━━━━━ Dataset content

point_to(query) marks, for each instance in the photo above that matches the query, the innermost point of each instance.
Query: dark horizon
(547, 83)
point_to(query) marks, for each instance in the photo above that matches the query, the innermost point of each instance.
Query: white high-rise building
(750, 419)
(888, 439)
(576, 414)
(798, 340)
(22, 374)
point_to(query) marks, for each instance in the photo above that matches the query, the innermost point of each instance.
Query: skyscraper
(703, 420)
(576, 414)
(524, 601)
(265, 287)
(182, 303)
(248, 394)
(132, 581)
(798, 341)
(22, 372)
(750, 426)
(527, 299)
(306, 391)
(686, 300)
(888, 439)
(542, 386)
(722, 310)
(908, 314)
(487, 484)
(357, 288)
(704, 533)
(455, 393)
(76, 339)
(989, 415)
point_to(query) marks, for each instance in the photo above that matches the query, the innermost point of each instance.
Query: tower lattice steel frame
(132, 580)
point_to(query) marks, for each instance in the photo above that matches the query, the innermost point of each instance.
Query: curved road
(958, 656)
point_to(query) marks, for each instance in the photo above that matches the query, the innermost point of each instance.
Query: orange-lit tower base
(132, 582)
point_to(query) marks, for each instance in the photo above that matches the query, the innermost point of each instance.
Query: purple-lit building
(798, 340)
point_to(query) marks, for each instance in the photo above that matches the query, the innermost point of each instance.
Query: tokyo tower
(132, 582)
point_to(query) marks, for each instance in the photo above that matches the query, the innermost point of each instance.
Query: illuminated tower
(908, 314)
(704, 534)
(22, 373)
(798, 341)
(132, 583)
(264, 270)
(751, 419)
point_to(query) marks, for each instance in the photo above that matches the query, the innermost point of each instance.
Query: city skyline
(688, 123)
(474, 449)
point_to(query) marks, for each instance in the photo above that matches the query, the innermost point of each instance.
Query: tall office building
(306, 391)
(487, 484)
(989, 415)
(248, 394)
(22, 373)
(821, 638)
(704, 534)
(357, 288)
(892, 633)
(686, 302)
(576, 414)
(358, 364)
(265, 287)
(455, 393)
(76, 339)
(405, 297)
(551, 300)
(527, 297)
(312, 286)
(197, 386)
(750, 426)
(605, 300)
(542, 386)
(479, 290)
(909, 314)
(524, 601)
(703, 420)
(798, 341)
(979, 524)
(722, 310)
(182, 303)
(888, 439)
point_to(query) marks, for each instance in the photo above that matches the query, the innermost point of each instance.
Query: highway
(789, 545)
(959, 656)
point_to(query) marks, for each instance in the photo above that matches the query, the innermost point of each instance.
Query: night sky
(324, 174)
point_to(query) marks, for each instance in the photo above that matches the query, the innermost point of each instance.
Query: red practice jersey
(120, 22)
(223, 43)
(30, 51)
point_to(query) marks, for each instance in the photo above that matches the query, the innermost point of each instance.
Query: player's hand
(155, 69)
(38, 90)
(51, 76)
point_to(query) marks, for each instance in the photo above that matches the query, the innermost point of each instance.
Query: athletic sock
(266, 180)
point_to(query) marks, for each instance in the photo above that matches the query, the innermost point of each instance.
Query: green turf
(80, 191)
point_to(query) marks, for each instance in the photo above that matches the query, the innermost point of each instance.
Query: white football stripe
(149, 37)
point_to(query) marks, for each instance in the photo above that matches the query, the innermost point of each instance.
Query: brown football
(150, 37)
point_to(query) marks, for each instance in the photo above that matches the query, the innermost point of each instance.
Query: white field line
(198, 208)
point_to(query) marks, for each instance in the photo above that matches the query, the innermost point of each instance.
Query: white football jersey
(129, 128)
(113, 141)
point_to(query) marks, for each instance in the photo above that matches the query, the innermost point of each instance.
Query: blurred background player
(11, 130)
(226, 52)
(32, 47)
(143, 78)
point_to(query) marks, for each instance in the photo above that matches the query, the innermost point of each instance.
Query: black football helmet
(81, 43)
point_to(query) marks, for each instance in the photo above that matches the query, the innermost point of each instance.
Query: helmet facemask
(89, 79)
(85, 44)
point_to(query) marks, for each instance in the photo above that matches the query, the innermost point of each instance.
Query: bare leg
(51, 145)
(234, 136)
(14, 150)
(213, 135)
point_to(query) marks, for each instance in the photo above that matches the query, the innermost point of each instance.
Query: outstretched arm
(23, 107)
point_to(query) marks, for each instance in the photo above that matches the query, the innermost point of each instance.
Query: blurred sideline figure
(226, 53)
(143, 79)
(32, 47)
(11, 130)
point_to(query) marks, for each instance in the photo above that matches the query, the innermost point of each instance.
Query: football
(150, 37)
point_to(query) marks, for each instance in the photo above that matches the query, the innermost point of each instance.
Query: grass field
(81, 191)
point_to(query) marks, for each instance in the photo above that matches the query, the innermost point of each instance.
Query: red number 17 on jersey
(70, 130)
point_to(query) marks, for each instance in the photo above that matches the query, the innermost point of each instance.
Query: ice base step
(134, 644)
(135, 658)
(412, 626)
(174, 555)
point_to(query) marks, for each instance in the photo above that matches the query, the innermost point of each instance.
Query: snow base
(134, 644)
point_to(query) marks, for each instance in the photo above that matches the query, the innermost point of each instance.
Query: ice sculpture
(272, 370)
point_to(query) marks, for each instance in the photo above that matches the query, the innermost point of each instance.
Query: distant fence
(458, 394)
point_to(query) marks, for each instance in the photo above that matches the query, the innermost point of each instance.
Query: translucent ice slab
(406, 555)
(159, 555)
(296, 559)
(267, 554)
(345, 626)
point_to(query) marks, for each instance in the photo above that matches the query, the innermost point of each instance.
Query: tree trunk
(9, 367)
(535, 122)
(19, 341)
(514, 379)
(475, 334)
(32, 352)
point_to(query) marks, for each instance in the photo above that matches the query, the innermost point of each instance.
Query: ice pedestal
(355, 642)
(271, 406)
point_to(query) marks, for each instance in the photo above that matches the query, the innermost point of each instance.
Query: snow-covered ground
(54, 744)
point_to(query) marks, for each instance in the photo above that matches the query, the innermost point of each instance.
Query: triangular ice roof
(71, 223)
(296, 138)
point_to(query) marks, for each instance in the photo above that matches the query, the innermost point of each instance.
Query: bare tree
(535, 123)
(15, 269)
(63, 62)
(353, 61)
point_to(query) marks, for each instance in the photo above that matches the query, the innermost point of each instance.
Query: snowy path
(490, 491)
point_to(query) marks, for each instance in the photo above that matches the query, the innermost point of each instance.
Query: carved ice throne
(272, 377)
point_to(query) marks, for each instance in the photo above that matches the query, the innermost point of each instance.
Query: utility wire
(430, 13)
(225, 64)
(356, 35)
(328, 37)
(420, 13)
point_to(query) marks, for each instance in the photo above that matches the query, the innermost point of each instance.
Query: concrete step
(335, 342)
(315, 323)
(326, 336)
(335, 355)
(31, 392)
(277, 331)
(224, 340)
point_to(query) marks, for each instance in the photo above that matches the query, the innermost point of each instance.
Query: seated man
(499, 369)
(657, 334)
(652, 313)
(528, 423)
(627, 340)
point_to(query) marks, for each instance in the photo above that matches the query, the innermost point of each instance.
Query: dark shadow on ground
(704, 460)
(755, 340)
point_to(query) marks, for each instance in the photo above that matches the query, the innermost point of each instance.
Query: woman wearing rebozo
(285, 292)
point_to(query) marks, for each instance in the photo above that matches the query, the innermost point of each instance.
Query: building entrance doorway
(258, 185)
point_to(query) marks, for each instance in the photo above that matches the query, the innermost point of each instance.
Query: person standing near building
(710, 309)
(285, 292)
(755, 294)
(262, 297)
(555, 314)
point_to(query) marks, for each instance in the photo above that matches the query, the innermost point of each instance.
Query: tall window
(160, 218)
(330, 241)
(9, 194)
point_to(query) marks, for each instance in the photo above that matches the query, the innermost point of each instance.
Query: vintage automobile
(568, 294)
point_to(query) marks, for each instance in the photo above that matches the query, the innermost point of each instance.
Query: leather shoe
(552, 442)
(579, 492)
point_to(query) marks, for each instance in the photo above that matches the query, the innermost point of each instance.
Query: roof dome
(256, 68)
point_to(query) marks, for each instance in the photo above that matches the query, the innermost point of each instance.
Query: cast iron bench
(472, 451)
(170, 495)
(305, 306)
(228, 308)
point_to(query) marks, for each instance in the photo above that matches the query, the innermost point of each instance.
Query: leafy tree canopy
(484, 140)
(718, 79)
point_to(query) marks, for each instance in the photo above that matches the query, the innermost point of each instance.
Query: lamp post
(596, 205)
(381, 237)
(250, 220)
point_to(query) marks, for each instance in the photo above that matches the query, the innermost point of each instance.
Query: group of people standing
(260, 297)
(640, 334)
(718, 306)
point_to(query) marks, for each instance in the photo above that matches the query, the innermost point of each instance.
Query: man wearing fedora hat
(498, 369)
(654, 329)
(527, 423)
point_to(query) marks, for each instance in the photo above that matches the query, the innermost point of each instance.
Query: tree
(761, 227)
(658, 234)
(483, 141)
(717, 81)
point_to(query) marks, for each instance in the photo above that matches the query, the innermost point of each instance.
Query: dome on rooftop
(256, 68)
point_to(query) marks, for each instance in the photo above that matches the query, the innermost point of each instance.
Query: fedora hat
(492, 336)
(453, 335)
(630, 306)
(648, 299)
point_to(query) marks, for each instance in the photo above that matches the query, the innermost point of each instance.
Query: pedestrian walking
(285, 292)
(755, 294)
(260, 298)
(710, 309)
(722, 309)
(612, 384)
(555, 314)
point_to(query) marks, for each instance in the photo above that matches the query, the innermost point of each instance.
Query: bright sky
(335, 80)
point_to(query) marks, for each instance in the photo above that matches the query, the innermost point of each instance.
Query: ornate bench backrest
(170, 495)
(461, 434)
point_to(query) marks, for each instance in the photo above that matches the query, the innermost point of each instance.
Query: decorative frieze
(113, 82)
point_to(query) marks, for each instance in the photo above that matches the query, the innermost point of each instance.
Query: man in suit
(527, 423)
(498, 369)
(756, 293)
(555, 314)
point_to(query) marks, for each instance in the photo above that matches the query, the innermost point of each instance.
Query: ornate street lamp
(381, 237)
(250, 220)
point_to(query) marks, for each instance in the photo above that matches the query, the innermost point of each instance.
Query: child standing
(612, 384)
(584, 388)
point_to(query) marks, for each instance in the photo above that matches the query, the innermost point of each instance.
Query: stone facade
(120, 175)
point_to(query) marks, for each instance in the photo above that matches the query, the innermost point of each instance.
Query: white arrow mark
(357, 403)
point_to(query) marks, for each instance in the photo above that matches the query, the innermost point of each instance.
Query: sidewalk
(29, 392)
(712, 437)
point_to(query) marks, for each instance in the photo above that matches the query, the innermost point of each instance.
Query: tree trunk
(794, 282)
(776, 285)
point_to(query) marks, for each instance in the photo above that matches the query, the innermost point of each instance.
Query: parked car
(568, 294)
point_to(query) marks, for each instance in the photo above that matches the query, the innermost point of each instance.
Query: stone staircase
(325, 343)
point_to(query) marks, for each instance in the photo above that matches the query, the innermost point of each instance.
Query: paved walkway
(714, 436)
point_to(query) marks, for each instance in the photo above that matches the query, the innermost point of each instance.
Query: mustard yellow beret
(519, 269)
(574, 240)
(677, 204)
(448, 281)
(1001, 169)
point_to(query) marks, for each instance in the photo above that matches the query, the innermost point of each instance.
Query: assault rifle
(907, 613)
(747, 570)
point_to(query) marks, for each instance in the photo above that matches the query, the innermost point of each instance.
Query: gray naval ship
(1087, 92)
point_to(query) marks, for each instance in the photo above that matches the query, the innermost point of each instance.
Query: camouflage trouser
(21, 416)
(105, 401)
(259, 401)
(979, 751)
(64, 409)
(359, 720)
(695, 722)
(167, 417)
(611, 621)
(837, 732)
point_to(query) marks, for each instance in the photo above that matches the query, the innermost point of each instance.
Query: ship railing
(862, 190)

━━━━━━━━━━

Set problem => Which lines in the rows above contain the string "tower"? Copy out each of them, treating uppercase and lowercase as different.

Task output =>
Query: tower lattice steel frame
Query: orange-lit tower base
Query: tokyo tower
Query: illuminated tower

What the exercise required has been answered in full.